--- Text section ---
◇ ◇ ◇ ◇ ◇ ◇ ◇
A: No, our reference films are designed to fit into our Aquatran’s 50cm2 diffusion cell.

A: Nitrogen Gas that we use comes from liquid nitrogen which is very pure. We also use a very high purity dessicant before the gas enters the instrument.

A: Through my experience with them it’s about 2-5 years. The one sensor that did loose efficiency after 2 years however, I suspect the lower life was due to testing some very high level WVTR films that were technically above the limit of the instrument.

A: Yes, films do come with the instrument.

A: Until you are satisfied that it’s low enough. In our lab, we’re looking for a 1% change or less over 24 hours or +/- the low end of the instrument (0.5 mg/ (m2 day) over 24 hrs.

A: You would run an individual zero (nitrogen on both sides of the film) first, to subtract any edge permeation from ambient.

A: We would verify the instrument with our low-end (Green) NIST cert film. The low end NIST film level is aproximately 0.18 mg/day, No calibration needed, just verification to insure instrument is working correctly. The instrument uses an absolute coulometric sensor.

A: Cup testing high barrier films will take months for the levels that can be tested on our Aquatran. In many cases, the leak rates of traditional (twain Albert) type cups is higher than the films themselves. Additionally, you will need to have a lot of trust with your environmental chamber to hold temp and RH accurately for such a long time. MOCON doesn’t recommend this.
◇ ◇ ◇ ◇ ◇ ◇ ◇
[Region pointing data]
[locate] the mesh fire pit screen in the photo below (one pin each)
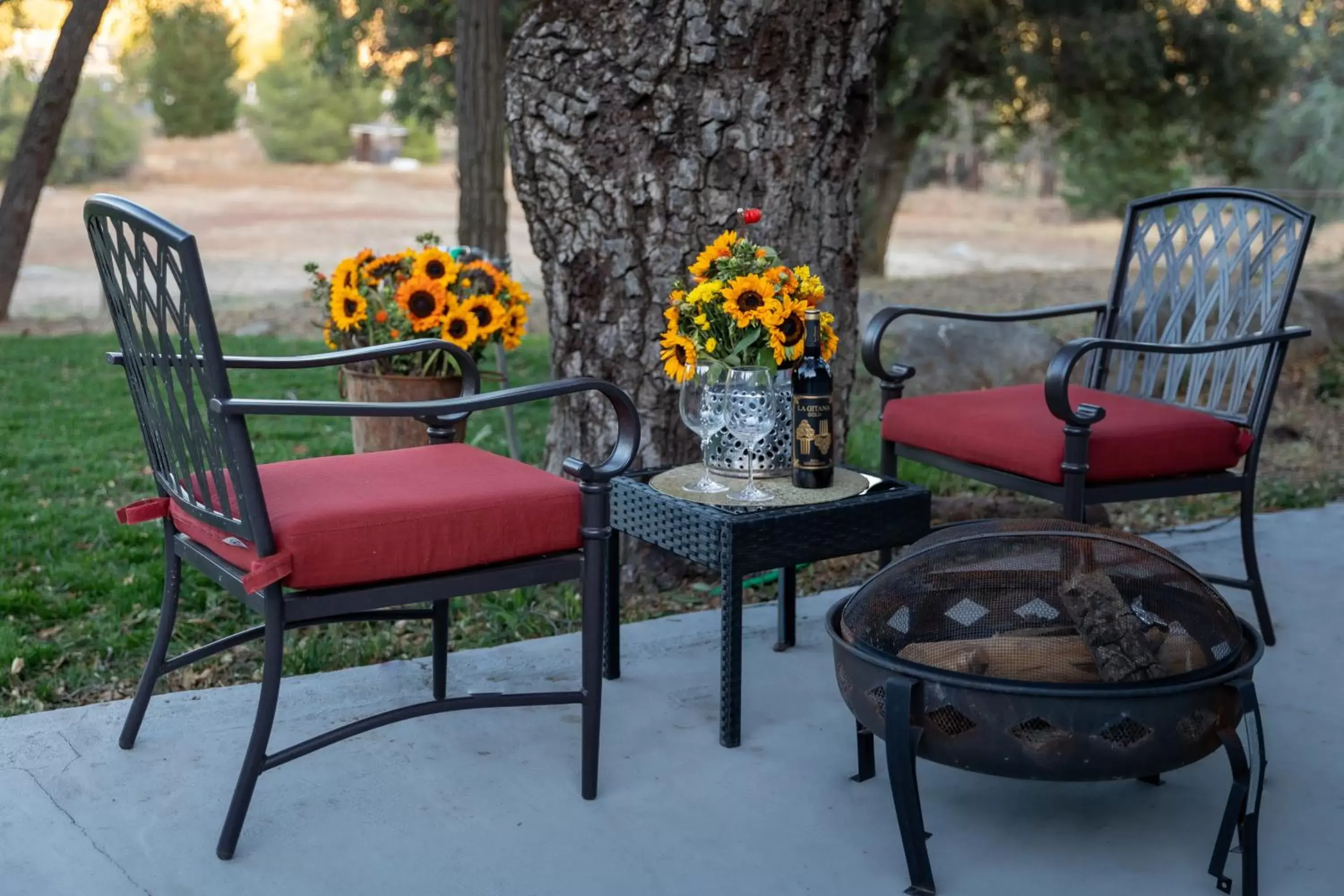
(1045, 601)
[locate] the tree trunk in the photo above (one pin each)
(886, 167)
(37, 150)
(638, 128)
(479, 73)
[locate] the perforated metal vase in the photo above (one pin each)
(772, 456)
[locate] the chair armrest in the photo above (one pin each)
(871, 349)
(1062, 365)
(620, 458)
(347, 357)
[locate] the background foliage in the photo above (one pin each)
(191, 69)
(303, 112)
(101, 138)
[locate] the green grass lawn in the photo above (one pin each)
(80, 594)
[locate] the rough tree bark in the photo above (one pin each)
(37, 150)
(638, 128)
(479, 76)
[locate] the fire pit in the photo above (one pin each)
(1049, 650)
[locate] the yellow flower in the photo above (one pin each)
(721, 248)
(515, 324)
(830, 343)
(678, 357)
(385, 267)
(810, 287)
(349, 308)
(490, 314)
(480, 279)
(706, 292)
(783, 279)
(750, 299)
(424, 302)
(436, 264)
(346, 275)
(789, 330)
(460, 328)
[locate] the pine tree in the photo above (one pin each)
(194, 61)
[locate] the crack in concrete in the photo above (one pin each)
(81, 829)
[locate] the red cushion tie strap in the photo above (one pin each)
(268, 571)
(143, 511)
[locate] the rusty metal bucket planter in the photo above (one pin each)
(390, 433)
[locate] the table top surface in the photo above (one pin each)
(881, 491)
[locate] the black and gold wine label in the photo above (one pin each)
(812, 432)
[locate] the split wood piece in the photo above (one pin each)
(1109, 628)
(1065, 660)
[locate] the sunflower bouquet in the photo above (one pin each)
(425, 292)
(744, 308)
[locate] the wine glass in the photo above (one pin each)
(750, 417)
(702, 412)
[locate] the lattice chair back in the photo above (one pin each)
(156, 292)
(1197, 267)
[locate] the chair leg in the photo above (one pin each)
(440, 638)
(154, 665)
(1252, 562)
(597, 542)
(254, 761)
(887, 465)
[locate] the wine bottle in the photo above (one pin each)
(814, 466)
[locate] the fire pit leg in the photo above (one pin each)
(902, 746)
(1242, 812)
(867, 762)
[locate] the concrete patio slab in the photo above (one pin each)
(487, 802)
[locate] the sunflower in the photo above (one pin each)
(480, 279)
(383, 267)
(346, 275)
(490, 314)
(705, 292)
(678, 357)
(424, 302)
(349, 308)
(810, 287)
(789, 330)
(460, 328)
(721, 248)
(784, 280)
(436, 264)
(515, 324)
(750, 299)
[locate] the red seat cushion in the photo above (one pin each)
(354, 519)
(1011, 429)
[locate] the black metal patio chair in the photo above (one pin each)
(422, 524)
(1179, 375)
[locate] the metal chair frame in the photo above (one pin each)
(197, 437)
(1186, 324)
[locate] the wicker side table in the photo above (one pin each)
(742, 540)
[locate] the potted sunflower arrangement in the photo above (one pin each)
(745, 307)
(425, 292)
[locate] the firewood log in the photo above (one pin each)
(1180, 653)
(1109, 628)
◇ ◇ ◇ ◇ ◇ ◇ ◇
--- Required action ---
Could you continue the Q&A about water vapor transmission testing on the Aquatran, picking up after its last answer?

--- Response area ---
A: It does not come with a chamber, but could be added on as an accessory item.

A: Theoretically, yes. Practically speaking, maybe not. One key issue is that water is a very “sticky” molecule. So flushing such a small amount of water efficiently from a cell and quantifying the peak is challenging because if accumulated, the water would stick to the walls of the cell and might take hours to fully come off. The Aquatran is not set up to be an accumulation type device.

A: Good question. Unlike the WVTR instruments (where the concentration of water is measured by the IR detector), the Aquatrace sensor analyzes all of the water, so sensitivity isn’t improved with lower flow rates. The sensor itself currently is better than the instrument and the challenge for us is to make a tighter instrument, larger cells, etc.

A: The uptake curve in one of the graphs on the presentation (comparing Aquatran with the 3/33 instrument) is a typical example. (See presentation slides)

A: You may contact a Sales Rep for the specific specs of the instrument. As an example, we have NIST films for verifying the precision and those have a certain allowable precision. The instrument should always perform within this spec.

A: Scavengers are always an interesting subject. Initially (for a perfect scavenger), the TR should be zero. As it’s depleted, the TR will rise and once fully depleted, then equilibrate. Depending on the scavenger type, dispersement within the polymer and its efficiency, one will see varying TR results. Often it’s nice to characterize the sample throughout its usable life (months to years). However, this would involve locking up the instrument for that time. In this case, one would continue conditioning the sample off-line and periodically place it back on the instrument for interim TR results.

A: We would need to review the devices on a case by case basis. In many instances, we’re only limited by our imagination. Ideally, the capture vessel holding the device will be made to allow for as little volume as possible, to allow the carrier gas to sweep the chamber in an efficient manner.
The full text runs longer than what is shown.